PASSAGE PROVIDED:
- Born: 21 September 1981 (age 44) Delhi, India
- Occupation: Actor
- Years active: 2001– present
- Spouse: Sakshi Dogra ​(m. 2009)​
- Children: 1
- Relatives: Riddhi Dogra (sister) Arun Jaitley (uncle)

= Akshay Dogra =

Indian television actor

Akshay Dogra (/hns/; born 21 September 1981) is an Indian actor and producer working in the television industry. He has worked on many shows during his career, both on-screen and off-screen. After working backstage at many shows, Akshay finally made his television debut in 12/24 Karol Bagh on Zee TV. He is known for playing Akash Singh Raizada in Iss Pyaar Ko Kya Naam Doon?, Satya Nayak in Do Dil Ek Jaan and Jagan Pawaniya in Waaris.

==Early life==
Akshay was born and brought up in New Delhi with his younger sister, fellow actress Ridhi Dogra. Akshay was 21 when he decided to enter the entertainment business.

RAW RECORDS:
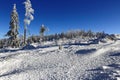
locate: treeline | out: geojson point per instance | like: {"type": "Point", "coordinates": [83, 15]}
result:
{"type": "Point", "coordinates": [64, 35]}
{"type": "Point", "coordinates": [71, 35]}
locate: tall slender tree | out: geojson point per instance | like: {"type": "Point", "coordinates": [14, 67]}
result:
{"type": "Point", "coordinates": [13, 32]}
{"type": "Point", "coordinates": [28, 17]}
{"type": "Point", "coordinates": [42, 31]}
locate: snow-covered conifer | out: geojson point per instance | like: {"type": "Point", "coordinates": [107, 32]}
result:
{"type": "Point", "coordinates": [13, 32]}
{"type": "Point", "coordinates": [28, 16]}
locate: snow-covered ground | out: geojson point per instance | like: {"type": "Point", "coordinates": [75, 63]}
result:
{"type": "Point", "coordinates": [74, 62]}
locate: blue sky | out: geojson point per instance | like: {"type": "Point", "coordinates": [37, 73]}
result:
{"type": "Point", "coordinates": [64, 15]}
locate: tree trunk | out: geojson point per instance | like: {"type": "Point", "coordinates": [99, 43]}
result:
{"type": "Point", "coordinates": [25, 29]}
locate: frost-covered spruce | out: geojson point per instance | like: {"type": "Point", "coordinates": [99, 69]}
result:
{"type": "Point", "coordinates": [13, 32]}
{"type": "Point", "coordinates": [28, 16]}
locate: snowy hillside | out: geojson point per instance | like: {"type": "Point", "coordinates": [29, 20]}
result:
{"type": "Point", "coordinates": [74, 62]}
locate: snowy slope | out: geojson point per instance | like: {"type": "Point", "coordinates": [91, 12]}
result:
{"type": "Point", "coordinates": [73, 62]}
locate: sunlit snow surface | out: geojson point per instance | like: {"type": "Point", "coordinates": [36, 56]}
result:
{"type": "Point", "coordinates": [74, 62]}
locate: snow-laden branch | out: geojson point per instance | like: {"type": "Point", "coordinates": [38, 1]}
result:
{"type": "Point", "coordinates": [29, 12]}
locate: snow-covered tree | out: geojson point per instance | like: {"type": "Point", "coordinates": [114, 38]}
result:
{"type": "Point", "coordinates": [13, 32]}
{"type": "Point", "coordinates": [42, 30]}
{"type": "Point", "coordinates": [28, 16]}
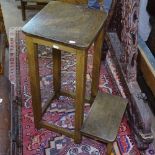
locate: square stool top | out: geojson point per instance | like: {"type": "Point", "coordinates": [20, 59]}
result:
{"type": "Point", "coordinates": [65, 23]}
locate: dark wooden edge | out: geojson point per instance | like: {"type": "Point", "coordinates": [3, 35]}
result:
{"type": "Point", "coordinates": [146, 63]}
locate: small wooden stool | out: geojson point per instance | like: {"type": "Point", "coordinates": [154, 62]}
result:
{"type": "Point", "coordinates": [69, 28]}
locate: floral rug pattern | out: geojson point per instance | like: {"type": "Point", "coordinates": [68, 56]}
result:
{"type": "Point", "coordinates": [61, 111]}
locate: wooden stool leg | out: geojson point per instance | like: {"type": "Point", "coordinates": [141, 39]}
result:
{"type": "Point", "coordinates": [96, 65]}
{"type": "Point", "coordinates": [81, 59]}
{"type": "Point", "coordinates": [56, 71]}
{"type": "Point", "coordinates": [34, 80]}
{"type": "Point", "coordinates": [109, 148]}
{"type": "Point", "coordinates": [23, 4]}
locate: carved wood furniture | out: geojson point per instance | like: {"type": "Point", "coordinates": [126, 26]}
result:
{"type": "Point", "coordinates": [70, 36]}
{"type": "Point", "coordinates": [73, 29]}
{"type": "Point", "coordinates": [3, 42]}
{"type": "Point", "coordinates": [124, 44]}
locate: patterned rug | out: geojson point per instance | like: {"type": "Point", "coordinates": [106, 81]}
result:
{"type": "Point", "coordinates": [61, 111]}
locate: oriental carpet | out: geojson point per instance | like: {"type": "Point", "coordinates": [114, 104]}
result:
{"type": "Point", "coordinates": [61, 111]}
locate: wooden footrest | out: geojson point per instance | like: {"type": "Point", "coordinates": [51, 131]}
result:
{"type": "Point", "coordinates": [104, 117]}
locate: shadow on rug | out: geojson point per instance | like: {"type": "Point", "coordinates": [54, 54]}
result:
{"type": "Point", "coordinates": [39, 142]}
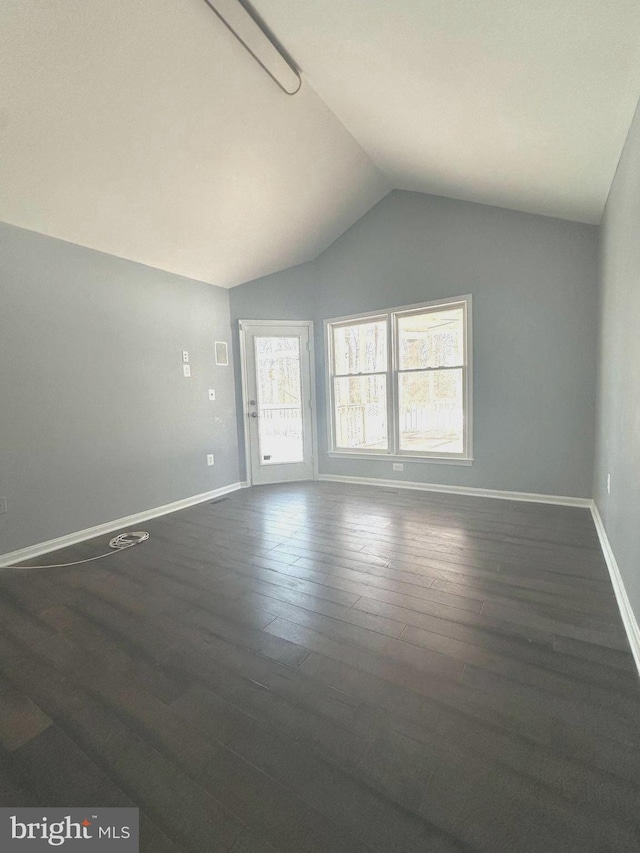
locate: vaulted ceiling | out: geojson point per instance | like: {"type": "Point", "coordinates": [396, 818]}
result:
{"type": "Point", "coordinates": [142, 128]}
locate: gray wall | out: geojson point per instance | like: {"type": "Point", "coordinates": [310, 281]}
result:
{"type": "Point", "coordinates": [618, 422]}
{"type": "Point", "coordinates": [534, 286]}
{"type": "Point", "coordinates": [96, 419]}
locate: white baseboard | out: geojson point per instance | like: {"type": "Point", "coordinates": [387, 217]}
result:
{"type": "Point", "coordinates": [527, 497]}
{"type": "Point", "coordinates": [624, 605]}
{"type": "Point", "coordinates": [41, 548]}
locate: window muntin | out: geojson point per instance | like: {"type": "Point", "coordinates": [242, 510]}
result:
{"type": "Point", "coordinates": [400, 382]}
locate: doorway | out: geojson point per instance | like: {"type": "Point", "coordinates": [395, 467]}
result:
{"type": "Point", "coordinates": [278, 400]}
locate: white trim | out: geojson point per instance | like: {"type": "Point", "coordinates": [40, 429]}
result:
{"type": "Point", "coordinates": [397, 457]}
{"type": "Point", "coordinates": [624, 605]}
{"type": "Point", "coordinates": [88, 533]}
{"type": "Point", "coordinates": [526, 497]}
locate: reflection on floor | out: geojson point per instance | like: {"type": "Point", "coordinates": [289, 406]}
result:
{"type": "Point", "coordinates": [319, 667]}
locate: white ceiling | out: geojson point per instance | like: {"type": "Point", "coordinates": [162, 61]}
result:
{"type": "Point", "coordinates": [143, 129]}
{"type": "Point", "coordinates": [523, 104]}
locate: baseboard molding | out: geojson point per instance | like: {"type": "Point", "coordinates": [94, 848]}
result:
{"type": "Point", "coordinates": [41, 548]}
{"type": "Point", "coordinates": [624, 605]}
{"type": "Point", "coordinates": [527, 497]}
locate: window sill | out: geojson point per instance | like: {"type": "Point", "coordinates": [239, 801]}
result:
{"type": "Point", "coordinates": [405, 457]}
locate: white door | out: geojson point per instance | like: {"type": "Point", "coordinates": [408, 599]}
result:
{"type": "Point", "coordinates": [278, 396]}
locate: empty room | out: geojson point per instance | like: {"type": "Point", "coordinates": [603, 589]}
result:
{"type": "Point", "coordinates": [320, 426]}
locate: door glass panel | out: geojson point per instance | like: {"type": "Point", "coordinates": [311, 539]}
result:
{"type": "Point", "coordinates": [279, 400]}
{"type": "Point", "coordinates": [431, 411]}
{"type": "Point", "coordinates": [361, 411]}
{"type": "Point", "coordinates": [433, 339]}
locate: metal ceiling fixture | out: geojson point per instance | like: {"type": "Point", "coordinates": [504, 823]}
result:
{"type": "Point", "coordinates": [253, 36]}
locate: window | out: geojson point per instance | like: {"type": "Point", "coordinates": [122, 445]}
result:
{"type": "Point", "coordinates": [399, 382]}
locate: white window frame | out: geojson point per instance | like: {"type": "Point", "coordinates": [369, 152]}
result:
{"type": "Point", "coordinates": [394, 452]}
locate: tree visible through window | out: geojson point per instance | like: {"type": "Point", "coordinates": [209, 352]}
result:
{"type": "Point", "coordinates": [399, 381]}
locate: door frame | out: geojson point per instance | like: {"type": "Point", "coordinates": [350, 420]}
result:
{"type": "Point", "coordinates": [284, 324]}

WHAT TO DO:
Answer these questions from the Akshay Dogra profile above:
(a) In which show and on which channel did he make his television debut?
(b) In what year did he marry Sakshi Dogra?
(c) How old was he when he decided to enter the entertainment business?

RESULT OF THE TASK:
(a) 12/24 Karol Bagh on Zee TV
(b) 2009
(c) 21